We see just that in the peak progressive primaries. Michael Bloomberg is deemed a racist and sexist. But then so is Joe Biden. Bernie Sanders supposedly hires racists and sexists and won’t honor minimum wage laws. Senator Elizabeth Warren (D-Mass.) thinks Bernie is condescending to women and minorities. Pete Buttigieg thinks he is the victim of Joe Biden’s subtle anti-gay political adds, and feels, but does not articulate, that the black community is inherent anti-homosexual. The race to tag others as victimizers and selves as victimized is endless.
Radicals also vie to make rivals look counter-revolutionary, as they advance ever more incoherent and unhinged schemes without a clue that they are losing not just moderate support but even liberal followers. The more Warren feels she must become the purest peak progressive on the debate stage and the most radical in the U.S. Senate, the more her former supporters feel she is either a conniving opportunist or nuts or both.
Impossible Demands, Even of Their Own
Peak progressive cannot possibly live up to their rhetoric fantasies and so suffer from rank hypocrisies. Redistributionists like Warren and Sanders either fly on private jets or choose non-egalitarian first-class commercial. Hollywood stars who mouth crazy Oscar and Grammy ceremony platitudes vie with each other to wear multi-thousand-dollar clothes, live in mansions, and own yachts—as they drive down ratings to historic lows.
Not long ago, progressive pundits on CNN and MSNBC declared the current indicted lawyer Michael Avenatti presidential material for his fabrications and lies that were used to smear Justice Brett Kavanaugh. Where does a network go after that?
Racial quota advocates demand proportional representations and cry out about disparate impact but soon discover that they have no plans or desire to appoint candidates of color to be included on the Democrat debate stage (or to reserve slots for Asian-American basketball forwards, or to ensure blacks make up only 12 percent of the coveted billets of the U.S. Postal Service.) Peak progressives never imagine that they, too, can become prisoners of their ridiculous ideologies.
Peak progressives also live in cocoons. They have no inkling how their ever more radical talk alienates the public. How odd to see Mike Bloomberg repudiate many of his mayoral policies that once were popular with even liberal New Yorkers. (Or is Bloomberg’s Machiavellian team leaking past politically incorrect statements about crime and the housing collapse to show that in comparison with his current rivals’ professed lunacies that he once sounded pragmatic and sane?)
To prove he is not a racist, Joe Biden sounds like an incendiary radical, only further turning off his once-sizable moderate block of supporters. As Democratic candidates careen ever farther to the left, their crowds shrink, and Donald Trump’s rallies expand.
Peak progressivism even scares the diehard NeverTrump right, which fears imploding by voting for a whacked-out Bernie Sanders as the only alternative to the hated Trump.
Peak progressivism eventually either recedes, or, to remain viable, entails violence, as in the Russian, Chinese, or Cuban revolutions. The odd thing is not that Sanders supporter James Hodkinson tried to mow down some of the Republican House leadership, or a recent left-wing activist sought to run over Trump supporters with his van, or that Hollywood stars still compete with each other in imagining the most fitting rhetorical torture or killing of the president of the United States—bombing, incineration, beheading, stabbing, shooting, beating—but that progressive voices rarely complain about such extremist rhetoric or actions. Impeachment 1.0 in January 2017 looks tame in comparison to 2.0 in February 2020, which in turn will seem a sell-out compared to 3.0 in 2021.
George McGovern ensured a Nixon landslide, Jimmy Carter hastened the Reagan Revolution—and the eventual return of the old Democrats under Bill Clinton.
The frightening visions of the new peak progressives will ensure the reelection of Donald Trump, as well as either the likely end of themselves—or else a collective dystopian nightmare.

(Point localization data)
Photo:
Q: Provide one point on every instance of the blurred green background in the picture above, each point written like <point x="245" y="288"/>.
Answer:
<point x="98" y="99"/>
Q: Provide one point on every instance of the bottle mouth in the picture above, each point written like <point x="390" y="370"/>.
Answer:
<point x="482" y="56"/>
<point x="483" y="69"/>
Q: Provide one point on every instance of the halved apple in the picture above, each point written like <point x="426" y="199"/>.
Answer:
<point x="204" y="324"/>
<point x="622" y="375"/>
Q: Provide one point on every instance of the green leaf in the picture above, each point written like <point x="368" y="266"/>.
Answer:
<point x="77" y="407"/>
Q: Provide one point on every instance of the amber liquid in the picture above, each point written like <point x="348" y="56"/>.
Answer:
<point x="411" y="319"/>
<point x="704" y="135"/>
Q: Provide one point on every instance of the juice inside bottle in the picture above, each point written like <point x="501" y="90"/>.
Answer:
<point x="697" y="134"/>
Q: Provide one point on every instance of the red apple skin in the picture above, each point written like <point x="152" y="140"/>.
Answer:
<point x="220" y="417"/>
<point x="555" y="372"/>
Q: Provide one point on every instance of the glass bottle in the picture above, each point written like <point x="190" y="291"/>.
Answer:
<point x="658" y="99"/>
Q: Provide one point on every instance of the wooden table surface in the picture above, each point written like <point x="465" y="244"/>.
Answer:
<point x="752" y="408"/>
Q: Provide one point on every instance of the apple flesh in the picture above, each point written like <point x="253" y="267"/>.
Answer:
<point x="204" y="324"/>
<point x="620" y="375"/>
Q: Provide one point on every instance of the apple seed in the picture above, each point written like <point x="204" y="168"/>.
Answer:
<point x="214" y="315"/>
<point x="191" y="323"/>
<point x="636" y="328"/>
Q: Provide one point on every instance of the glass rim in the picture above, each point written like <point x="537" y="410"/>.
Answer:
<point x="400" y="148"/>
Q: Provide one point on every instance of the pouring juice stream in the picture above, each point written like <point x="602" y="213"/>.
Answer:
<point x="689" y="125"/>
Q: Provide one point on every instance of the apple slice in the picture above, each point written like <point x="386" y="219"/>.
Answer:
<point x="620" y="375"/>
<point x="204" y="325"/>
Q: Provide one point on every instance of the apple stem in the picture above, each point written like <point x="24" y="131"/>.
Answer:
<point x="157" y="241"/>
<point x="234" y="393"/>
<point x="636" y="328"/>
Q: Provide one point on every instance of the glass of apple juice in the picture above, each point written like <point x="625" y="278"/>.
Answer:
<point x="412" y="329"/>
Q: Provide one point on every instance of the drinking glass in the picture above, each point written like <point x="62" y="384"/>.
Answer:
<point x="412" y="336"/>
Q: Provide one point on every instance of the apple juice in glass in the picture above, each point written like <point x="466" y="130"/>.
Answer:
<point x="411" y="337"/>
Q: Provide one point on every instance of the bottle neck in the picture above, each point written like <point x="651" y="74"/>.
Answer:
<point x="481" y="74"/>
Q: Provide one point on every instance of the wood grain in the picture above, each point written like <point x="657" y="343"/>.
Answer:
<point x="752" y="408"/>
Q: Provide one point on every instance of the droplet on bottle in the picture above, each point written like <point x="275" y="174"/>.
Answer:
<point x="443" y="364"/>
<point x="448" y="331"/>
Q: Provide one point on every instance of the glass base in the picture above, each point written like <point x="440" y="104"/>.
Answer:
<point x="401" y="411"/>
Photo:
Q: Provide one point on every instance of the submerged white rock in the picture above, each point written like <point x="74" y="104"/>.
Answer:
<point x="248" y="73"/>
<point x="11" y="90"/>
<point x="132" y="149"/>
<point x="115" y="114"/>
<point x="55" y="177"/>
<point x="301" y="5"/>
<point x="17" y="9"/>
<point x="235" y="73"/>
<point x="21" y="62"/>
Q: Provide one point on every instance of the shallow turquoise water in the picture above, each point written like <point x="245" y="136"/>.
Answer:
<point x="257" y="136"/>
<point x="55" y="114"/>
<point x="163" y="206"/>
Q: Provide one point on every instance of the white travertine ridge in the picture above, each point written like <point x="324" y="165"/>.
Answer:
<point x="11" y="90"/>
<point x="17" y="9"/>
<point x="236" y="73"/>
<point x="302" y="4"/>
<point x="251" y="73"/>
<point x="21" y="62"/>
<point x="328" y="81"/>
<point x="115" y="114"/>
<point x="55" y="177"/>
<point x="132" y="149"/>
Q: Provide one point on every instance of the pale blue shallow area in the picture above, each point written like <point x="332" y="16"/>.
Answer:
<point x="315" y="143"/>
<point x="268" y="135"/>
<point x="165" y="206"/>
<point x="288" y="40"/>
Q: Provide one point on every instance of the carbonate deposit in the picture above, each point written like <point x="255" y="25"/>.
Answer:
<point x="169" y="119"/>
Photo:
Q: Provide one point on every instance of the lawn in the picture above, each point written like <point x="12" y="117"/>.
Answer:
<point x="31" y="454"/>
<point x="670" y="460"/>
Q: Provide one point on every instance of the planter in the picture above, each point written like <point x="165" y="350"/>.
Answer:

■ Work to be completed ■
Update the part of the essay on peak progressives that begins at the words "Radicals also vie" and stops after "to historic lows." by putting "Elizabeth Warren" in place of "Warren" everywhere it appears. The items have nothing to do with the essay on peak progressives.

■ Completed exercise ■
Radicals also vie to make rivals look counter-revolutionary, as they advance ever more incoherent and unhinged schemes without a clue that they are losing not just moderate support but even liberal followers. The more Elizabeth Warren feels she must become the purest peak progressive on the debate stage and the most radical in the U.S. Senate, the more her former supporters feel she is either a conniving opportunist or nuts or both.
Impossible Demands, Even of Their Own
Peak progressive cannot possibly live up to their rhetoric fantasies and so suffer from rank hypocrisies. Redistributionists like Elizabeth Warren and Sanders either fly on private jets or choose non-egalitarian first-class commercial. Hollywood stars who mouth crazy Oscar and Grammy ceremony platitudes vie with each other to wear multi-thousand-dollar clothes, live in mansions, and own yachts—as they drive down ratings to historic lows.